▶ STATED PROBLEM: Reproduce the rows verbatim, beginning with the line that contains "Return the polygon of every instance of the black tire" and ending with the line that contains "655 285 L 651", both included.
○ ○ ○
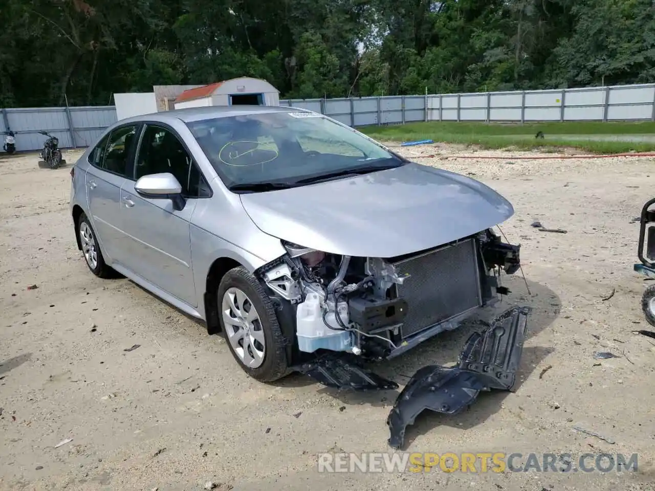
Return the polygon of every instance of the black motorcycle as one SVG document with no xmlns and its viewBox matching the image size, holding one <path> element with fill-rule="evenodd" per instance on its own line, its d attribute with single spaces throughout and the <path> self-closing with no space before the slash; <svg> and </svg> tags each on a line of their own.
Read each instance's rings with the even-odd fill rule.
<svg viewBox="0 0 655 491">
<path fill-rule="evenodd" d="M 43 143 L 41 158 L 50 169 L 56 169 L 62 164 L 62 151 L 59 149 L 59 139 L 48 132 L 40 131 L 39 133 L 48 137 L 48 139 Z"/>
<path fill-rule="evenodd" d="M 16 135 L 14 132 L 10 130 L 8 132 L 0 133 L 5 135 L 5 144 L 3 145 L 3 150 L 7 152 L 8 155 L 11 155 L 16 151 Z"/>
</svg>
○ ○ ○
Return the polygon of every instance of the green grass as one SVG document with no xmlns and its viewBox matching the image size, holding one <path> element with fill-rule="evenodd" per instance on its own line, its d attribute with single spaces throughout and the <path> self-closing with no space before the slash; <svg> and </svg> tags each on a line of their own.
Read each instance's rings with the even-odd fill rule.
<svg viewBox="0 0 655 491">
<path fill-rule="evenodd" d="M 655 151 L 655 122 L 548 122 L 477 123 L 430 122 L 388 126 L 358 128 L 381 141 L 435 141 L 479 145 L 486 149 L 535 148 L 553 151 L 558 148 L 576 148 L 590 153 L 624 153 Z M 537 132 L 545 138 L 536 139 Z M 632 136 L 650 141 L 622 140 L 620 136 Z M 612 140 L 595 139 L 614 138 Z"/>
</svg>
○ ○ ○
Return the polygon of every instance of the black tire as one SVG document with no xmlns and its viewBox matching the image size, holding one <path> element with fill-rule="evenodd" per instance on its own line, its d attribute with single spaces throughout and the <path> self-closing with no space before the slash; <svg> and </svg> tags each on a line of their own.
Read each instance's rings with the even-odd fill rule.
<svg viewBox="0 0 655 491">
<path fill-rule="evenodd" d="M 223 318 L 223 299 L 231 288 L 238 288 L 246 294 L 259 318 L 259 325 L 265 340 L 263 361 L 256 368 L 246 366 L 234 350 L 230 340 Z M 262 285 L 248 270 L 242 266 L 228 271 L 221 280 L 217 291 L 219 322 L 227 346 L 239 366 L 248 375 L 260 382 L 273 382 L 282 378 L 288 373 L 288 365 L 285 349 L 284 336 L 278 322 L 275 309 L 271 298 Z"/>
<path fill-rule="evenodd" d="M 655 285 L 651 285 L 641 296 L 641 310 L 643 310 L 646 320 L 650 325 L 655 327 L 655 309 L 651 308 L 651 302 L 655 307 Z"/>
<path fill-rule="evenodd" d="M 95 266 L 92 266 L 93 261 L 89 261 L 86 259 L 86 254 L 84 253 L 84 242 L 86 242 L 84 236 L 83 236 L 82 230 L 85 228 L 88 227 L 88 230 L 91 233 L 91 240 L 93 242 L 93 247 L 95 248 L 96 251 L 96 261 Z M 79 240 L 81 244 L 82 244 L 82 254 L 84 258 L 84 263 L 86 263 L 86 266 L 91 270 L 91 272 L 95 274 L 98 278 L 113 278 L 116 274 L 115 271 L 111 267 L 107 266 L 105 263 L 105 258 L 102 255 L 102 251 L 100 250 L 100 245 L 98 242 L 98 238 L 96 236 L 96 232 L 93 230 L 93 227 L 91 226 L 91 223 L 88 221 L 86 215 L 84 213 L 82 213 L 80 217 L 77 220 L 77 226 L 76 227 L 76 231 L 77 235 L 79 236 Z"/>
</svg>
○ ○ ○
▶ CORRECT RESPONSE:
Return the polygon of every instance of the black tire as one SVG document with no xmlns and its viewBox matching the image size, holding one <path> element with fill-rule="evenodd" per instance on its own line, its d attribute with single spaces throughout and the <path> self-closing with no space before the slash; <svg> and </svg> tags each on a line of their own.
Read each instance's rings with the even-odd fill rule.
<svg viewBox="0 0 655 491">
<path fill-rule="evenodd" d="M 223 318 L 223 299 L 231 288 L 238 288 L 246 294 L 259 318 L 259 325 L 265 340 L 263 361 L 256 368 L 246 366 L 234 350 L 230 340 Z M 262 285 L 248 270 L 242 266 L 228 271 L 221 280 L 217 291 L 219 322 L 227 346 L 239 366 L 248 375 L 260 382 L 273 382 L 282 378 L 288 373 L 288 365 L 285 349 L 284 336 L 278 322 L 275 309 L 271 298 Z"/>
<path fill-rule="evenodd" d="M 655 285 L 651 285 L 641 296 L 641 310 L 643 310 L 646 320 L 650 325 L 655 327 L 655 309 L 651 308 L 651 302 L 655 307 Z"/>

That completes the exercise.